Problems and tasks:
**A)** Answer these questions using the lemon raspberry cookie recipe, one per line:
(i) How long does the recipe say the cookies take to make?
(ii) How much all-purpose flour does the ingredient list call for?
(iii) What temperature is the oven preheated to?
**B)** Continue the lemon raspberry cookie recipe, picking up after its last step.

Source extract:
These lemon raspberry cookies are soft, chewy, and burst with bright citrus and berry flavor. This easy recipe requires no dough chilling and is ready in under 30 minutes.


Ingredients

  • ½ cup granulated sugar
  • ½ cup light brown sugar
  • Zest of 1 large lemon
  • ½ cup unsalted butter, softened
  • 1 large egg yolk
  • 1 tablespoon fresh lemon juice
  • 1 teaspoon vanilla extract
  • 1¼ cups all-purpose flour
  • ½ teaspoon baking powder
  • ¼ teaspoon baking soda
  • ½ teaspoon salt
  • ¾ cup frozen raspberries, roughly chopped
  • Flaked sea salt for topping
  • ½ cup white chocolate chips (Optional Add-In)


Instructions

  1. Preheat your oven to 350°F. Line two baking sheets with parchment paper.
  2. In a large mixing bowl, rub the lemon zest into the granulated sugar with your fingers until fragrant.

Listed entries:
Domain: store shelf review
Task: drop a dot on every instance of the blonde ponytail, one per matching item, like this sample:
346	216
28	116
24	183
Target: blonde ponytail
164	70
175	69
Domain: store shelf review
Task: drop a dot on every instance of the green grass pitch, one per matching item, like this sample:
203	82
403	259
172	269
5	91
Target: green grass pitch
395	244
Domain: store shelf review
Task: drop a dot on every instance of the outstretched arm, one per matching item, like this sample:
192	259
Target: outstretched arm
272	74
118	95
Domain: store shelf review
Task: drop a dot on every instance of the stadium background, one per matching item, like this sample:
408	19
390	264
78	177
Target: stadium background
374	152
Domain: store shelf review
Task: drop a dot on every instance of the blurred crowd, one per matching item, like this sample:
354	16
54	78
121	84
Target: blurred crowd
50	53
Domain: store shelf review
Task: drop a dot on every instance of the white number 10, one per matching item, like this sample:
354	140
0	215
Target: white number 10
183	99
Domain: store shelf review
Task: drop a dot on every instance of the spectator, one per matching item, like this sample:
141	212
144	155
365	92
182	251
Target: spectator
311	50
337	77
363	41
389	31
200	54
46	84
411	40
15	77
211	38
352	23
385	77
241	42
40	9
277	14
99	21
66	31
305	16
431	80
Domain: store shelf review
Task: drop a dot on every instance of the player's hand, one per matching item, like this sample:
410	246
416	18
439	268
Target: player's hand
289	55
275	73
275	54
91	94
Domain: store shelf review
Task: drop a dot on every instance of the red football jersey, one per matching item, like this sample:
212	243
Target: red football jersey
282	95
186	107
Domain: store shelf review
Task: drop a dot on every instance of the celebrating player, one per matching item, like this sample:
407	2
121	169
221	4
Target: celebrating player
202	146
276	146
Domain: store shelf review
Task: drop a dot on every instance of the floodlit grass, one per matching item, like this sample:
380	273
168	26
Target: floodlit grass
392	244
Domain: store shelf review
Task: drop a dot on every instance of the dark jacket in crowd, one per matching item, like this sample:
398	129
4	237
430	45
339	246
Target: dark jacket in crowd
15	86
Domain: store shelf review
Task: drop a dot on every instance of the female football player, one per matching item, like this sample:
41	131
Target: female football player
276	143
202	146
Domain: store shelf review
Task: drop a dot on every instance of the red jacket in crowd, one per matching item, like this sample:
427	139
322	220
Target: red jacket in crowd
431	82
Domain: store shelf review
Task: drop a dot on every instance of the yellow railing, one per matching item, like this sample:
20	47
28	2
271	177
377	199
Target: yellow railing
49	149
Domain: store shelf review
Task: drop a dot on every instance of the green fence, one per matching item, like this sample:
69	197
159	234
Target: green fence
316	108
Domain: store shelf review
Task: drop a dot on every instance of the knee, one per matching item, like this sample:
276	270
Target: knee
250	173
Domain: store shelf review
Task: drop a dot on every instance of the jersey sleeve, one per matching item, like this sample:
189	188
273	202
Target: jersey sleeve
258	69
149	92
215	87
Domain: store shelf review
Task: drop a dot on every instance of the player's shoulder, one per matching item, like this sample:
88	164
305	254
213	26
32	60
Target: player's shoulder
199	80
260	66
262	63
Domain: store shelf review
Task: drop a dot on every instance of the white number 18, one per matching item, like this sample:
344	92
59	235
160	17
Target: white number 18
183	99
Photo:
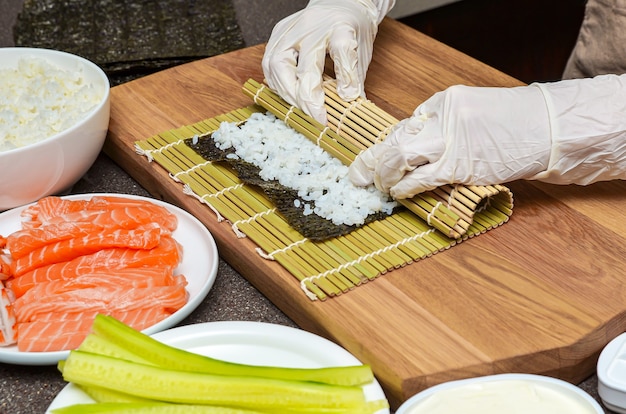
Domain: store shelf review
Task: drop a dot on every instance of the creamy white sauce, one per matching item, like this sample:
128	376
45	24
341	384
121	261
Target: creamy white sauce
39	100
497	397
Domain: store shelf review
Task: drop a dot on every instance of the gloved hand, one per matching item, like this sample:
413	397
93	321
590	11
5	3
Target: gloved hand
295	54
562	132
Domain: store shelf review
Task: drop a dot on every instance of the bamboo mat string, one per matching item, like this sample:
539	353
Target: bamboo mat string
187	190
236	224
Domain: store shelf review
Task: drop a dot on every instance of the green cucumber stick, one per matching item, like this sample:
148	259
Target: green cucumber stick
167	356
148	408
92	370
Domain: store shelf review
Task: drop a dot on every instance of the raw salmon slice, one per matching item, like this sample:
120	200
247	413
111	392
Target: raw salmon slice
127	217
57	331
166	255
44	336
128	278
64	250
104	300
22	242
47	207
8	321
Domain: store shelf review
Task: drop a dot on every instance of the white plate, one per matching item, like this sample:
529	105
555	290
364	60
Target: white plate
250	343
199	265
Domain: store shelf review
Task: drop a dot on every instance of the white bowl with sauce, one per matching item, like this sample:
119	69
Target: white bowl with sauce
54	117
612	374
503	393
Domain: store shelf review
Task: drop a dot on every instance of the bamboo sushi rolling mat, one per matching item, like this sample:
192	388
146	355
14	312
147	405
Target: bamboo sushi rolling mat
432	222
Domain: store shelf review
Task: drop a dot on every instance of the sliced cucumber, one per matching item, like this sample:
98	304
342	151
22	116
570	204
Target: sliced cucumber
157	353
92	370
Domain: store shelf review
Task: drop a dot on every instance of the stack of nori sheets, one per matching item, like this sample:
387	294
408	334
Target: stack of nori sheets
129	39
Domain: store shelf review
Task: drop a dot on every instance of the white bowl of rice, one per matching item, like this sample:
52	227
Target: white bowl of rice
54	117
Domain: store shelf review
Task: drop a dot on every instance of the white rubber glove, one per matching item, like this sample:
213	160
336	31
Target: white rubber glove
563	132
295	54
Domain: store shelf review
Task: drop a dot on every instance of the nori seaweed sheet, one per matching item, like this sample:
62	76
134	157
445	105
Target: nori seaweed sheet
130	39
311	226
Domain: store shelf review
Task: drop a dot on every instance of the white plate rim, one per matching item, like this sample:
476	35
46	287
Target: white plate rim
206	277
230	333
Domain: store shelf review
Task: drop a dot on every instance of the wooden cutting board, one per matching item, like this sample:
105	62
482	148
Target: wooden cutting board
541	294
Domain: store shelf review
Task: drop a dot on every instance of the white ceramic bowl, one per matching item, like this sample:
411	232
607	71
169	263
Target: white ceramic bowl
612	374
55	163
503	393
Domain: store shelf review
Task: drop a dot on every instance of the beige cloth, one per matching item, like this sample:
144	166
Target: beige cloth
601	44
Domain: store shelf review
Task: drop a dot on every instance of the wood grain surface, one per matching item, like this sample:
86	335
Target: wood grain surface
541	294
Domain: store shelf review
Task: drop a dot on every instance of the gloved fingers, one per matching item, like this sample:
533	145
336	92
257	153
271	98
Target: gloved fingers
419	180
309	90
280	59
343	50
390	168
280	71
362	169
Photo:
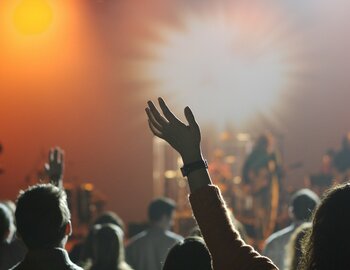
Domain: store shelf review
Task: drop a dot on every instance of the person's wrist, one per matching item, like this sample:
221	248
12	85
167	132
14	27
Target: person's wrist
191	156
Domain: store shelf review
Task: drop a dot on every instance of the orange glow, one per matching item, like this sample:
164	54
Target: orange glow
33	17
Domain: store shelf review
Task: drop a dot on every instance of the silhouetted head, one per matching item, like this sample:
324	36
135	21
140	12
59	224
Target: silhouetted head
303	203
108	248
293	248
6	222
189	254
327	245
160	212
43	217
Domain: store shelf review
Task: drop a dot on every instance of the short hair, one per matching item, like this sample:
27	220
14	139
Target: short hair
42	215
303	203
6	221
160	207
189	254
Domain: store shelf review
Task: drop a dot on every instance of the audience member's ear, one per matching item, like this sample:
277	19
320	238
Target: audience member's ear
68	230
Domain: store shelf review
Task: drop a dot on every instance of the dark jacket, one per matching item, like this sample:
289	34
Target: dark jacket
227	249
47	259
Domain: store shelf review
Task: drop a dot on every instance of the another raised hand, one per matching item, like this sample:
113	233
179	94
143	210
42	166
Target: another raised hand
55	166
184	138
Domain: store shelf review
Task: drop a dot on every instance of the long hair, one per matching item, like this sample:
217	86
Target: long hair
327	246
108	248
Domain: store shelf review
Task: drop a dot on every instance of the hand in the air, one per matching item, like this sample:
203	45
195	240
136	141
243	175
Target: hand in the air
183	138
55	166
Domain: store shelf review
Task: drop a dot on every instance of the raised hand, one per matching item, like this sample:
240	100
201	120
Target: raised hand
55	166
183	138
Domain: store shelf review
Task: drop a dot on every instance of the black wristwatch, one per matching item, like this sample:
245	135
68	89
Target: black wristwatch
188	168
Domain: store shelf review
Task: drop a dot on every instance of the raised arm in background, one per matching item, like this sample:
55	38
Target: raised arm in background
55	166
228	250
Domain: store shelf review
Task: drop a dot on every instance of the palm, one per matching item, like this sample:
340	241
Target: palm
55	166
183	138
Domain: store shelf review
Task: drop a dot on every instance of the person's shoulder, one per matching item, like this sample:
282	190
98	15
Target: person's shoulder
280	234
174	236
137	238
74	267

Task-by-task outputs:
**A)**
(i) Under 30 minutes.
(ii) 1¼ cups.
(iii) 350°F.

**B)**
  3. Add softened butter and brown sugar. Beat for 3–4 minutes until light and fluffy.
  4. Mix in the egg yolk, lemon juice, and vanilla until smooth.
  5. Add flour, baking powder, baking soda, and salt. Mix just until combined. Do not overmix.
  6. Gently fold in the chopped frozen raspberries. Keep them frozen to prevent the dough from turning pink.
  7. Scoop the dough into 3-tablespoon balls and place 2 inches apart on the baking sheets. Sprinkle lightly with flaked salt.
  8. Bake 12–14 minutes, until edges are lightly golden and centers are just set.
  9. Let cookies rest on the baking sheet for 5 minutes before transferring to a rack. Serve warm or cooled.

Notes

  • Keep raspberries frozen until ready to use for best texture.
  • For a bakery-style finish, press a few extra raspberry pieces into the tops before baking.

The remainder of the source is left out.